> **What is being asked**: Nothing in the records may change. Output them all exactly.

Data for processing Block Start

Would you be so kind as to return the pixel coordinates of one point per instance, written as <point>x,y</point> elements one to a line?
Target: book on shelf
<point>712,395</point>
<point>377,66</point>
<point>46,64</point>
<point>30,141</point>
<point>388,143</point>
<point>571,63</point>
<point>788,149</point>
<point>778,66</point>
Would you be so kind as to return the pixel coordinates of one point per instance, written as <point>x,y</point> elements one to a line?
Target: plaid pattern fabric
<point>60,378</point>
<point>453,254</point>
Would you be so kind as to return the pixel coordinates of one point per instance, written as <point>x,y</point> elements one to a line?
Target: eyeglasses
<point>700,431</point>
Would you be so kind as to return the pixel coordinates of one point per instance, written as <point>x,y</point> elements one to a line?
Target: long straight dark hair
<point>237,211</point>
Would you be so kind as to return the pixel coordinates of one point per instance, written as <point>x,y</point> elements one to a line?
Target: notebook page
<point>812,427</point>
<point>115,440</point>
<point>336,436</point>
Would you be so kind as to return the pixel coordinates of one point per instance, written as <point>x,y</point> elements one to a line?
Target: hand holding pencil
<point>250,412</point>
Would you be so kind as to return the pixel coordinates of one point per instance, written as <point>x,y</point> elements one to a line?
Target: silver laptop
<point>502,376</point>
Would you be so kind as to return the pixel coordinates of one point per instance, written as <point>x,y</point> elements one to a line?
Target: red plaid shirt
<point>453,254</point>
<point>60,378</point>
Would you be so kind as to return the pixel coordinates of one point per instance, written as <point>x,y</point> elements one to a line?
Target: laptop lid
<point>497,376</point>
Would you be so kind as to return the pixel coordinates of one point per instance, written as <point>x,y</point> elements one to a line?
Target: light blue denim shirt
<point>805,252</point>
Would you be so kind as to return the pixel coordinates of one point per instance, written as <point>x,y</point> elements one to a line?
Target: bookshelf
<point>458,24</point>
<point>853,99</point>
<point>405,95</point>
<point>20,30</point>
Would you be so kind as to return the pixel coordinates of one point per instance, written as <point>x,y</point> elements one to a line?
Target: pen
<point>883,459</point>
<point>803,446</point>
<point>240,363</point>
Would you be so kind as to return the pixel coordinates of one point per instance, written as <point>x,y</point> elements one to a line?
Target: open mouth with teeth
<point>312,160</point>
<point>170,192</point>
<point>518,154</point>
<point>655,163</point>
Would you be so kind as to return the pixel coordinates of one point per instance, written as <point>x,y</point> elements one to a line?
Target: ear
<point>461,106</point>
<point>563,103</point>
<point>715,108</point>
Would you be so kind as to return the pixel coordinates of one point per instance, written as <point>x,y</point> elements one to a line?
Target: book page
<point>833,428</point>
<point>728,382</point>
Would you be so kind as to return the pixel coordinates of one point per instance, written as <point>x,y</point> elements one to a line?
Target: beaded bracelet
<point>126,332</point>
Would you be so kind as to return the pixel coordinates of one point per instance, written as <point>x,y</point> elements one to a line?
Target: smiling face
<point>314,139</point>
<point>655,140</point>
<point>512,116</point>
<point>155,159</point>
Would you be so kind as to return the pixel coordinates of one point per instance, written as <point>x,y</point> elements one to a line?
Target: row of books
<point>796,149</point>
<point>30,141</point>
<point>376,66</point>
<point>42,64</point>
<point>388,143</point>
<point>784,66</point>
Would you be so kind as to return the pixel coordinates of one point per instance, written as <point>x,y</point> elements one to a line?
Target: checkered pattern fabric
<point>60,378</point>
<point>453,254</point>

Data for processing Block End

> **Solution**:
Would you be so kind as to return the pixel coordinates of one point per instance, written as <point>x,y</point> elements one to a line?
Target: book on shelf
<point>712,395</point>
<point>377,66</point>
<point>46,64</point>
<point>30,141</point>
<point>388,143</point>
<point>571,63</point>
<point>788,149</point>
<point>778,66</point>
Would you be so kind as to return the pixel coordinates of one point per instance, written as <point>x,y</point> elements one to a line?
Target: plaid pattern fabric
<point>60,378</point>
<point>453,254</point>
Would you be so kind as to return the pixel coordinates of one point per instance, written as <point>x,y</point> elements one to a line?
Target: eyeglasses
<point>700,431</point>
Would you be so kind as to return the pixel coordinates of one point per instance, written as <point>x,y</point> elements one to a line?
Target: long straight dark hair
<point>237,211</point>
Would you be so kind as to return the pixel coordinates of one point per instance, written as <point>x,y</point> elements one to a line?
Target: notebook page
<point>812,427</point>
<point>115,440</point>
<point>336,436</point>
Would you be so kind as to return the pixel coordinates of one point per instance, written as <point>x,y</point> elements one to a line?
Target: hand holding pencil
<point>250,412</point>
Would you be so kind as to return the pixel coordinates of one point per instance, written as <point>x,y</point> elements one to a line?
Target: silver laptop
<point>502,376</point>
Would you be so kind as to return the pixel coordinates of one point per instance, written as <point>x,y</point> elements one to a line?
Target: red plaid shirt
<point>453,254</point>
<point>60,378</point>
Would you be so kind as to return the pixel coordinates of one point per instance, written as <point>x,y</point> elements one to a line?
Target: laptop lid
<point>497,376</point>
Would you be so kind as to return the pixel coordinates of one point per instance, written as <point>x,y</point> elements one to a line?
Target: light blue denim shirt
<point>805,252</point>
Would you be so kind as to return the pixel coordinates of one point per instance, written as <point>x,y</point> elements one to a line?
Target: bookshelf
<point>458,24</point>
<point>853,99</point>
<point>405,95</point>
<point>20,30</point>
Would you be so kind as to return the pixel coordinates of one point per instance, written as <point>x,y</point> elements one to a line?
Target: pen
<point>883,459</point>
<point>803,446</point>
<point>240,363</point>
Would you be so kind as to return the pixel coordinates of one point per instance, written as <point>x,y</point> elements one to a line?
Target: open mouth with teeth
<point>312,160</point>
<point>170,192</point>
<point>518,154</point>
<point>655,163</point>
Would you be so kind as to return the pixel coordinates of one point per instance, written as <point>x,y</point> elements one to a line?
Target: ear
<point>461,106</point>
<point>563,103</point>
<point>715,108</point>
Would you be so kind as to return the pixel coordinates of one point per instance, written as <point>x,y</point> elements one to a line?
Target: book page
<point>833,428</point>
<point>728,382</point>
Would you be so kind as to return the pixel coordinates of one point per instance, written as <point>x,y</point> elements one to a line?
Target: beaded bracelet
<point>126,332</point>
Would you be so kind as to return the pixel coordinates of one point per instance, written as <point>x,y</point> elements one to a line?
Target: smiling face
<point>314,139</point>
<point>655,140</point>
<point>512,116</point>
<point>155,159</point>
Would you be so kind as to return the pixel coordinates of one point per instance, written as <point>x,y</point> elements one to a line?
Target: row of books
<point>796,149</point>
<point>30,141</point>
<point>376,66</point>
<point>42,64</point>
<point>388,143</point>
<point>784,66</point>
Would you be so kind as to return the pixel coordinates of one point per instance, written as <point>x,y</point> elements one to a line?
Target: checkered pattern fabric
<point>60,378</point>
<point>453,254</point>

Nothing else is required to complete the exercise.